What is needed – Restate every entry word for word.

[Coordinate annotation records]
____________
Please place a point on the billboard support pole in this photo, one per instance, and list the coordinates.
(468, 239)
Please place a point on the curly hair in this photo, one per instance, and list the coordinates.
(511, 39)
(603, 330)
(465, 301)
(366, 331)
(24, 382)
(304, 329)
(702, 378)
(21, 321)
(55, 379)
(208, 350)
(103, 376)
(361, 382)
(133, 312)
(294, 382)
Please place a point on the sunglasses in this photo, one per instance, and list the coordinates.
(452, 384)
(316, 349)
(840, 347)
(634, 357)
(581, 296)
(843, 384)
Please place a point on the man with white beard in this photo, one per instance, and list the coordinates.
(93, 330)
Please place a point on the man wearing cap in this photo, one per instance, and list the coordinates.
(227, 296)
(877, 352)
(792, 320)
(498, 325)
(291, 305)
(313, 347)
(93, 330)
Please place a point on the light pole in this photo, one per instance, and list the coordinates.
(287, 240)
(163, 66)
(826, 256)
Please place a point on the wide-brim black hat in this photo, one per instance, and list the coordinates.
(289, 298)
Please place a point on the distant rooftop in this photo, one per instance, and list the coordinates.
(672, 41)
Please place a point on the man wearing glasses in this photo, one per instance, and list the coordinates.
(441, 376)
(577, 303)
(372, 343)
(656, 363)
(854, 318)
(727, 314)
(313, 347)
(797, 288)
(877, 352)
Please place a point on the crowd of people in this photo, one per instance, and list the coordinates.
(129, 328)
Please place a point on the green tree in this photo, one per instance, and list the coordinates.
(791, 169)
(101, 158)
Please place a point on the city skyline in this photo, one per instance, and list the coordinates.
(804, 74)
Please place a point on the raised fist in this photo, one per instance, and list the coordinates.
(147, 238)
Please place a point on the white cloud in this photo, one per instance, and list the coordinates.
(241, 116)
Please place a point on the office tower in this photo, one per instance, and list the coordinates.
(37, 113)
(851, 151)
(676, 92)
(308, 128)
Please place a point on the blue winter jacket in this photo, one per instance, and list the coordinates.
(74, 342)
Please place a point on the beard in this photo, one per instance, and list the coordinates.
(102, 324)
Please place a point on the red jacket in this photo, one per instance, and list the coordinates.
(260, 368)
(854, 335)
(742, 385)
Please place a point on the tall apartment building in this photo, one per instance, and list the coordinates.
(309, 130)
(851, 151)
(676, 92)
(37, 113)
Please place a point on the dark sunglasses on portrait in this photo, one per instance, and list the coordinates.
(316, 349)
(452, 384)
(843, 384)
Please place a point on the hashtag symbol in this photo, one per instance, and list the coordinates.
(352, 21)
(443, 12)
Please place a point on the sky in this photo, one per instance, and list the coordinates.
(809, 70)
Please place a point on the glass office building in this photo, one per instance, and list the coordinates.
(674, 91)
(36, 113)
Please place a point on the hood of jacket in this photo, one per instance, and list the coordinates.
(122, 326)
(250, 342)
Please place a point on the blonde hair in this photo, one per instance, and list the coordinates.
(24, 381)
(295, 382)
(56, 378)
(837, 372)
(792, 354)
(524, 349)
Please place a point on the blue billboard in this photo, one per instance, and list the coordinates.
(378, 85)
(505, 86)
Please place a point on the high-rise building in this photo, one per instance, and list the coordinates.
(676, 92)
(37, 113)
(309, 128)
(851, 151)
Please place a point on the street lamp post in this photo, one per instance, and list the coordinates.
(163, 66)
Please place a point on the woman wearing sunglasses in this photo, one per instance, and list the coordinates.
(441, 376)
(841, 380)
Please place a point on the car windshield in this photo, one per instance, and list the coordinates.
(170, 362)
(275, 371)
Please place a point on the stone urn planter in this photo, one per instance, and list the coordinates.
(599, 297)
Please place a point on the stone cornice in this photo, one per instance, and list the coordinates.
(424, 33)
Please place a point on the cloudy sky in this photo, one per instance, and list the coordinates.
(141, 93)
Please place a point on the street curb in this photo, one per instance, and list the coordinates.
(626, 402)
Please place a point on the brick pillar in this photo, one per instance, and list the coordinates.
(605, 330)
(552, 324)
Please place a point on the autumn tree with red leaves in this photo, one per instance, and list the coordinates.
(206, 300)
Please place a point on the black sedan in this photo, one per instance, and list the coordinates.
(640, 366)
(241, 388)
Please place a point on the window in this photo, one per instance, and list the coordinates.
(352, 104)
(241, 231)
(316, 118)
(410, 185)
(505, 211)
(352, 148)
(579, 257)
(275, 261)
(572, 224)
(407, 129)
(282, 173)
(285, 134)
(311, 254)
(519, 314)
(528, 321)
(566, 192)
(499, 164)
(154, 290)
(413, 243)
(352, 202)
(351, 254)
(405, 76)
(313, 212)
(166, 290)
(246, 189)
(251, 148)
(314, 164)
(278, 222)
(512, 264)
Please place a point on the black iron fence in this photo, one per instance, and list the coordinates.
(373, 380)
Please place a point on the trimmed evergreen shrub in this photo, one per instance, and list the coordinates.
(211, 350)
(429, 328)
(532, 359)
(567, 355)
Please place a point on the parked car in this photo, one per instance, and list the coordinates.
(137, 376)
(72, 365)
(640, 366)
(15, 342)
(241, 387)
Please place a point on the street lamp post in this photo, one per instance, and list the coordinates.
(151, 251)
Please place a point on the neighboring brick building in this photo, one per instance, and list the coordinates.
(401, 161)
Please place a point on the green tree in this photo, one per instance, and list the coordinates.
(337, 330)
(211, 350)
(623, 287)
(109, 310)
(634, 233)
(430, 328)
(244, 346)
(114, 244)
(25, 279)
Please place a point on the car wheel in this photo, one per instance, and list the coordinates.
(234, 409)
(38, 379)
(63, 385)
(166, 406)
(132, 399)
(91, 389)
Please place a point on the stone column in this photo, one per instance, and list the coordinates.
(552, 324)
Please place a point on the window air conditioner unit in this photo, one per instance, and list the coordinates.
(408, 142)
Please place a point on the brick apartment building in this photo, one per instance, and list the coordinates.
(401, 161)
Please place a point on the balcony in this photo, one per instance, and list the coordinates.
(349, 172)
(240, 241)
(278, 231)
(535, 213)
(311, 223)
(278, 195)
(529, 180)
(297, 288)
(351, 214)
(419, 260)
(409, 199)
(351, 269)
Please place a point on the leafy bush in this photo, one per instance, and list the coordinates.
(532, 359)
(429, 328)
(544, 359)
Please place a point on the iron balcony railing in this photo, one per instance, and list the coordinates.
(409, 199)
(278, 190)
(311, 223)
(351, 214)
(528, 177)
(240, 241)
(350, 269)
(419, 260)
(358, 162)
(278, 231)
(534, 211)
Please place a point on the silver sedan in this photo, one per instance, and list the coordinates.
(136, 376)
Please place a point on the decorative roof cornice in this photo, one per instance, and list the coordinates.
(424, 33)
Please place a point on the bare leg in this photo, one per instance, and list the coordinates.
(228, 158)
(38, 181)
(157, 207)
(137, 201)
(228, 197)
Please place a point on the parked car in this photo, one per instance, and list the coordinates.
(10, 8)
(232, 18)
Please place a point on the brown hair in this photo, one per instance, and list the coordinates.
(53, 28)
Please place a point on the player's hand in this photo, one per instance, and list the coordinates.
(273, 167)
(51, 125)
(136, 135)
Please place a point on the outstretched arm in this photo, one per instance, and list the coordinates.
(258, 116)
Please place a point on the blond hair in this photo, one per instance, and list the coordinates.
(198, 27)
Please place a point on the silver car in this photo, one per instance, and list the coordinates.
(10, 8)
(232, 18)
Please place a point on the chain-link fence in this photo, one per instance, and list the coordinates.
____________
Output for this exercise –
Please place a point on the billboard support pole in this photo, one per instance, and list the coordinates.
(468, 239)
Please place a point on the curly hair in this photo, one per instance, and list the coordinates.
(511, 39)
(603, 330)
(465, 301)
(366, 331)
(24, 382)
(304, 329)
(702, 378)
(21, 321)
(55, 379)
(208, 350)
(103, 376)
(361, 382)
(133, 312)
(294, 382)
Please place a point on the sunglasses in this photo, one per instance, and list the coordinates.
(452, 384)
(316, 349)
(840, 347)
(634, 357)
(581, 296)
(843, 384)
Please place a point on the man with white beard in this photo, one per instance, and list the coordinates.
(93, 330)
Please place a point on the man wearing cap in this photo, one per instance, and list the coordinates.
(227, 296)
(877, 352)
(792, 320)
(498, 325)
(291, 305)
(313, 347)
(93, 330)
Please place a point on the light pole in this photo, one per instance, and list the coordinates.
(287, 240)
(163, 66)
(826, 256)
Please place a point on the wide-brim black hat in this photo, one per instance, and list the coordinates.
(289, 298)
Please place a point on the distant rooftop in this photo, one per instance, and list the coordinates.
(672, 41)
Please place a point on the man wearing glasses in this photo, one per instance, and list the coordinates.
(441, 376)
(577, 303)
(372, 343)
(656, 363)
(854, 318)
(727, 314)
(313, 347)
(797, 288)
(877, 352)
Please place a point on the crowd of people in this photo, one per instance, and list the coordinates.
(129, 328)
Please place a point on the green tree in this photo, one per instance, and list the coordinates.
(791, 169)
(101, 158)
Please place a point on the city skyline in this photo, one per instance, and list the coordinates.
(804, 74)
Please place a point on the raised fist in this photo, one per instance, and list the coordinates.
(147, 238)
Please place a point on the white cloud in this photo, one per instance, and list the coordinates.
(241, 116)
Please place a point on the office tower in this photo, one per instance, and list the coordinates.
(37, 113)
(851, 151)
(676, 92)
(308, 128)
Please place a point on the blue winter jacket in this photo, one per instance, and list the coordinates.
(74, 342)
Please place a point on the beard in this photo, one per instance, and list the coordinates.
(102, 324)
Please place a point on the red jacket in this photo, one per instance, and list the coordinates.
(260, 368)
(854, 335)
(742, 385)
Please place a point on the tall apartment building in this photo, one per instance, and list the coordinates.
(309, 130)
(851, 151)
(676, 92)
(37, 113)
Please place a point on the dark sunglasses on portrait in this photo, one per instance, and list the coordinates.
(316, 349)
(452, 384)
(843, 384)
Please place a point on the hashtag symbol in this photo, one per instance, and list the coordinates.
(352, 21)
(443, 12)
Please place a point on the sky in this photo, one per instance, and list the coordinates.
(809, 70)
Please place a point on the glass office building in this photo, one per instance, and list the coordinates.
(674, 91)
(36, 113)
Please place a point on the hood of jacket in this photo, one per instance, and list the coordinates.
(122, 326)
(250, 342)
Please place a point on the blonde hair in this photo, one per instance, and list the coordinates.
(24, 381)
(295, 382)
(56, 378)
(837, 372)
(792, 354)
(524, 349)
Please place a point on the blue billboard in this photo, one per instance, and list the coordinates.
(378, 85)
(505, 86)
Please place a point on the high-rise building in this photo, one per instance, and list the coordinates.
(676, 92)
(37, 113)
(309, 128)
(851, 151)
Please place a point on the street lamp post in this photo, one per instance, and list the coordinates.
(163, 66)
Please place a point on the woman wearing sunglasses in this photo, one per instance, and list the coordinates.
(441, 376)
(841, 380)
Please place a point on the car windshield in this photo, one per instance, and list the coordinates.
(170, 362)
(275, 371)
Please place a point on the stone urn planter in this photo, one per instance, and list the coordinates.
(599, 297)
Please place a point on the stone cornice in this photo, one per instance, and list the coordinates.
(424, 33)
Please place a point on the cloudy sky in this photo, one per instance, and list the coordinates.
(141, 93)
Please place a point on the street curb in this photo, one per instance, and list the coordinates.
(626, 402)
Please place a point on the brick pillar in this photo, one per instance, and list the coordinates.
(605, 330)
(552, 324)
Please place a point on the autumn tree with red leaves in this photo, one per instance, and list the coordinates.
(206, 300)
Please place a point on the black sedan in this photo, one per instance, and list the coordinates.
(640, 366)
(241, 388)
Please place a point on the window in this photo, one per instance, and list the coordinates.
(352, 104)
(241, 231)
(316, 118)
(410, 185)
(505, 211)
(352, 148)
(579, 257)
(275, 261)
(572, 224)
(407, 129)
(282, 173)
(285, 134)
(311, 254)
(519, 314)
(528, 321)
(566, 192)
(499, 164)
(154, 290)
(413, 243)
(352, 202)
(351, 254)
(405, 76)
(313, 212)
(166, 290)
(246, 189)
(251, 148)
(314, 164)
(278, 222)
(512, 264)
Please place a point on the black iron fence in this photo, one per instance, and list the coordinates.
(373, 380)
Please place a point on the trimmed evergreen shrub in this photo, one per instance, and list the coordinates.
(211, 350)
(429, 328)
(532, 359)
(567, 355)
Please place a point on the parked car in this photo, one per instance, and list the coordinates.
(137, 376)
(72, 365)
(640, 366)
(15, 342)
(241, 387)
Please place a point on the street lamp post in this photo, one per instance, and list the coordinates.
(151, 251)
Please place a point on the neighboring brick building in this photo, one per instance, and list the coordinates.
(401, 161)
Please place a point on the green tree in this photo, one per instance, and list the coordinates.
(337, 330)
(211, 350)
(623, 287)
(109, 310)
(634, 233)
(430, 328)
(244, 346)
(114, 244)
(25, 279)
Please place a point on the car wheel in this photo, one per instance, and list the coordinates.
(234, 409)
(38, 379)
(63, 385)
(166, 406)
(132, 399)
(91, 389)
Please place a point on the stone column in this photo, one per instance, and list the coordinates.
(552, 324)
Please place a point on the window air conditioner unit in this photo, one per instance, and list the coordinates.
(408, 142)
Please place a point on the brick apartment building in this photo, one per instance, and list the coordinates.
(401, 161)
Please place a point on the balcony in this photo, one per instance, and list the coordinates.
(349, 172)
(240, 241)
(278, 231)
(535, 213)
(311, 223)
(278, 195)
(529, 180)
(297, 288)
(351, 214)
(419, 260)
(409, 199)
(351, 269)
Please place a point on the leafy bush in this photo, one per instance, and list the coordinates.
(532, 359)
(429, 328)
(544, 359)
Please place a point on the iron balcony railing in this photo, one per instance, and list the coordinates.
(409, 199)
(278, 190)
(311, 223)
(351, 214)
(528, 177)
(240, 241)
(350, 269)
(419, 260)
(358, 162)
(278, 231)
(534, 211)
Please place a point on the silver sedan in this photo, one per instance, and list the coordinates.
(136, 376)
Please place a point on the decorative roof cornice in this photo, one per instance, and list the coordinates.
(424, 33)
Please place a point on the bare leg in this photo, one per instance, and list the coordinates.
(228, 158)
(38, 181)
(157, 207)
(137, 201)
(228, 197)
Please place a point on the parked car in this photo, one per instance, and list the coordinates.
(10, 8)
(232, 18)
Please place a point on the brown hair in this photo, one per instance, and list the coordinates.
(53, 28)
Please place a point on the player's hand in this photo, one per instance, and list the coordinates.
(273, 167)
(51, 125)
(136, 135)
Please place a point on the outstretched arm in this photo, one per instance, and list the coordinates.
(258, 116)
Please place a point on the blond hair in this photo, one per instance, and list the coordinates.
(198, 27)
Please place a point on the silver car in this photo, one per instance, and list the coordinates.
(10, 8)
(232, 18)
Please place a point on the chain-link fence in this photo, one per instance, and list the coordinates.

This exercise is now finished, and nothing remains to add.